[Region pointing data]
____
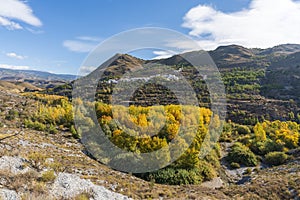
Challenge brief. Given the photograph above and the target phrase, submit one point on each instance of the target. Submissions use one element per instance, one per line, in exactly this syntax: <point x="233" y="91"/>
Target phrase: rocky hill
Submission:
<point x="260" y="83"/>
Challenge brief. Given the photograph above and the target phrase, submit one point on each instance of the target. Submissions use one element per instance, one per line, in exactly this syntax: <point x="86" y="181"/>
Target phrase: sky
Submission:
<point x="57" y="35"/>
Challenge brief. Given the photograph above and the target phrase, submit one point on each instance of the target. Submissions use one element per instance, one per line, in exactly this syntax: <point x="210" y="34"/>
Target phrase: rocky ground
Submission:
<point x="39" y="165"/>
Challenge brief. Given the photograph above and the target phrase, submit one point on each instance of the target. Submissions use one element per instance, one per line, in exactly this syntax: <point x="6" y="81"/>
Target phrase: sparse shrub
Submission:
<point x="48" y="176"/>
<point x="37" y="160"/>
<point x="235" y="165"/>
<point x="12" y="114"/>
<point x="75" y="133"/>
<point x="276" y="158"/>
<point x="52" y="129"/>
<point x="242" y="154"/>
<point x="83" y="196"/>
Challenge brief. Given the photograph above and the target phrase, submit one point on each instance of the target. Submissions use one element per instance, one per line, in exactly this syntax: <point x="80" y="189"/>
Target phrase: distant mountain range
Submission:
____
▸ What the task requires:
Before printing the records again, strip out the pictures; change nothing else.

▸ Result:
Challenge brief. Given the photograph above and the target phrase, submit one point on each instance of the target. Submissions use one element per instance, one per line, in exactly this syntax: <point x="233" y="91"/>
Target phrase: rocky hill
Submission:
<point x="260" y="83"/>
Challenge brief. Given the photograph above and the target phrase, submit one point on each instance of the target. Submissions use one element per instance, one per line, in exactly this syntax: <point x="86" y="181"/>
Target phrase: sky
Submission:
<point x="57" y="35"/>
Challenge brief. Given the photograph above and the target phrase, submit one point on each instance of the target. Submissions use one element per instance, one per line, in exactly this syntax: <point x="210" y="34"/>
Target phrase: rocky ground
Submission:
<point x="39" y="165"/>
Challenge brief. Given the photograph above and the target phrase, submit one point on each instance of the target. Submissions use one element per instance, one per line, in exactly this syntax: <point x="6" y="81"/>
Target phrase: sparse shrub
Submission:
<point x="48" y="176"/>
<point x="37" y="160"/>
<point x="235" y="165"/>
<point x="12" y="114"/>
<point x="75" y="133"/>
<point x="276" y="158"/>
<point x="52" y="129"/>
<point x="242" y="154"/>
<point x="83" y="196"/>
Challenge brief. Given the photograph above and the target phrase, submit one point on each instance of the target. Submissions use one element per instance, one per line, in exactly this syntax: <point x="80" y="189"/>
Target phrase: distant mountain range
Submission:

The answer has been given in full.